▶ **TEXT**
▼
Introduction

In the field of probabilistic robotics and computer vision, filtering techniques play a crucial role in state estimation and noise reduction. This lecture notes covers three topics: the Discrete Bayes Filter, the Particle Filter, and Robust Loss Functions with RANSAC.

Discrete Bayes Filter

The Discrete Bayes Filter is a probabilistic method for estimating the state of a system given a sequence of observations. It operates under the Markov assumption, where the current state depends only on the previous state and the current observation. Learn more in the Discrete Bayes Filter notes.

The Particle Filter

The Particle Filter extends the principles of the Discrete Bayes Filter to continuous state spaces. By representing the posterior distribution with a set of weighted particles, this filter can approximate complex distributions and handle non-linear and non-Gaussian systems effectively. Learn more in the Particle Filter notes.
▲
▶ **MATERIAL**
▼
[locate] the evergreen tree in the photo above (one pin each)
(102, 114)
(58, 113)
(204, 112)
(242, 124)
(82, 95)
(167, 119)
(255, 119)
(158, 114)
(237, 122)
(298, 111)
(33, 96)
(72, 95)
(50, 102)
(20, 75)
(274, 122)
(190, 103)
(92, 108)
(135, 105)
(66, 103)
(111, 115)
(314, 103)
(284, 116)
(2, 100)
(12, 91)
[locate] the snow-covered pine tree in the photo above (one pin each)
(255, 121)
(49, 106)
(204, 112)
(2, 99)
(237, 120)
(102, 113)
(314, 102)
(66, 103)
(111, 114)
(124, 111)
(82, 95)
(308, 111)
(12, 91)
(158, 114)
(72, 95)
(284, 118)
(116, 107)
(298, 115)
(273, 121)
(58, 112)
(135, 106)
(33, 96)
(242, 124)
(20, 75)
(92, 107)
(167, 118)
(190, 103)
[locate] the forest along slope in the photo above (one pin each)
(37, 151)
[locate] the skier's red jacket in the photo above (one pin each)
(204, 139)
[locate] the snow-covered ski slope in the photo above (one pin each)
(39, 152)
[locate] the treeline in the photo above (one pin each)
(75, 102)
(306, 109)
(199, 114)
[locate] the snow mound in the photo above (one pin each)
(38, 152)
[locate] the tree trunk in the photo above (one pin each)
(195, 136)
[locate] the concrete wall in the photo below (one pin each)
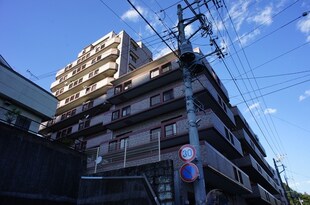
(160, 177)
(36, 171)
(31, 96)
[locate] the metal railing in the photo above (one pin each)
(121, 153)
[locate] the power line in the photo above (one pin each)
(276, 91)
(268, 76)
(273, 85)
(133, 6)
▲
▼
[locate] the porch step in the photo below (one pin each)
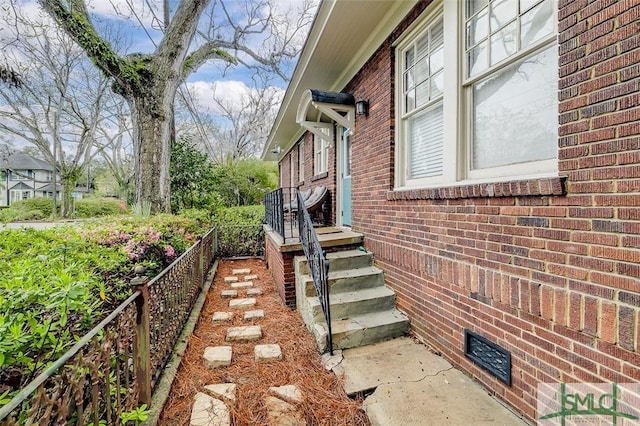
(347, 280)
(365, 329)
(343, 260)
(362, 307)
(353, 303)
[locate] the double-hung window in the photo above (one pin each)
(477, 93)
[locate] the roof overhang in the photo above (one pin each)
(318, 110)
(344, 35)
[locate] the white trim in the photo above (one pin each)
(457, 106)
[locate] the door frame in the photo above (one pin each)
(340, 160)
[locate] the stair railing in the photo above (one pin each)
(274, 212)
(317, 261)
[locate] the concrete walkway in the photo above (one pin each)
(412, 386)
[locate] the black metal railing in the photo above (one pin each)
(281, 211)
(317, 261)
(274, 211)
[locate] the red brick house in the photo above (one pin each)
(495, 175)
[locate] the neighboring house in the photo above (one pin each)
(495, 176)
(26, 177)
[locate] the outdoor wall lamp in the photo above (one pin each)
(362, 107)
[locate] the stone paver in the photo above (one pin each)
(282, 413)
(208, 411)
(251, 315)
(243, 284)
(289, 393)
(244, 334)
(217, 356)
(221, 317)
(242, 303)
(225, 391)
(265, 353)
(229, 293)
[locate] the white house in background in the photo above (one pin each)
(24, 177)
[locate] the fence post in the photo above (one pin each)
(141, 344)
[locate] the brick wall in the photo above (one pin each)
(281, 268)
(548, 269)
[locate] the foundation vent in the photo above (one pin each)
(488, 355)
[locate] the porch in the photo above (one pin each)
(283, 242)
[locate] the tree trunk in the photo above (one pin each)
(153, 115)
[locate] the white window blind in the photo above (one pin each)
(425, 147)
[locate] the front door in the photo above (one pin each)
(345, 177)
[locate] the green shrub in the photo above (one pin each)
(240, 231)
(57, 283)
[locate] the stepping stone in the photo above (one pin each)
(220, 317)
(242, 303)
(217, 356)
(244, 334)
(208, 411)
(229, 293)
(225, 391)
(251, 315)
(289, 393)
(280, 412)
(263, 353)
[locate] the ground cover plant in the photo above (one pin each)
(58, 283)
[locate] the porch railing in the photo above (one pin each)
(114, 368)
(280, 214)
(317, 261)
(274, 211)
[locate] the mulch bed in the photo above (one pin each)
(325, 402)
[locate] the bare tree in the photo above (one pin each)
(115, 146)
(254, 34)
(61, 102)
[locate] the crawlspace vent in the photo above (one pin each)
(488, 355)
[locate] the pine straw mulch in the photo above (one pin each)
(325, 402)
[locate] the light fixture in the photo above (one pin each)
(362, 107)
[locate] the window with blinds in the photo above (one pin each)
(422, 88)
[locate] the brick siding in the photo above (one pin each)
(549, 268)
▲
▼
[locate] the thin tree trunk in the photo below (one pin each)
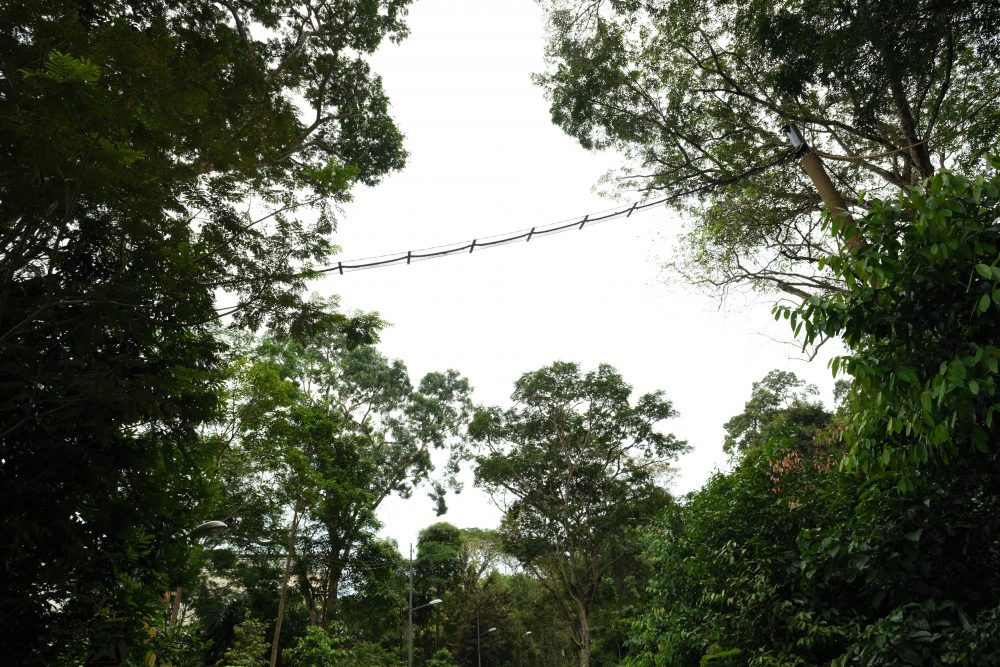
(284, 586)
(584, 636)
▲
▶ **WORK TO DO**
[a] In the text on filtering techniques, what assumption does the Discrete Bayes Filter operate under?
[b] Translate this sentence from the text on filtering techniques into Spanish: "The Particle Filter extends the principles of the Discrete Bayes Filter to continuous state spaces."
[c] Please pick up the text on filtering techniques after its last sentence and keep writing it.

▶ **RESULTS IN ORDER**
[a] The Markov assumption.

[b] El Filtro de Partículas extiende los principios del Filtro de Bayes Discreto a los espacios de estados continuos.

[c]
Comparison of methods

So far we explored four aproaches of state estimation: Kalman filter, Factorgraph, Particle Filter and Discrete Bayes filter. You can learn more about advantages and disatvantages of each here.

Robust loss functions and RANSAC

Robust loss functions are essential in handling outliers in data fitting problems, in our case ICP alghorithm. The RANSAC (Random Sample Consensus) algorithm is a robust estimation method that iteratively selects a subset of the data to fit a model, aiming to maximize the number of inliers. Learn more about robust loss functions and RANSAC here.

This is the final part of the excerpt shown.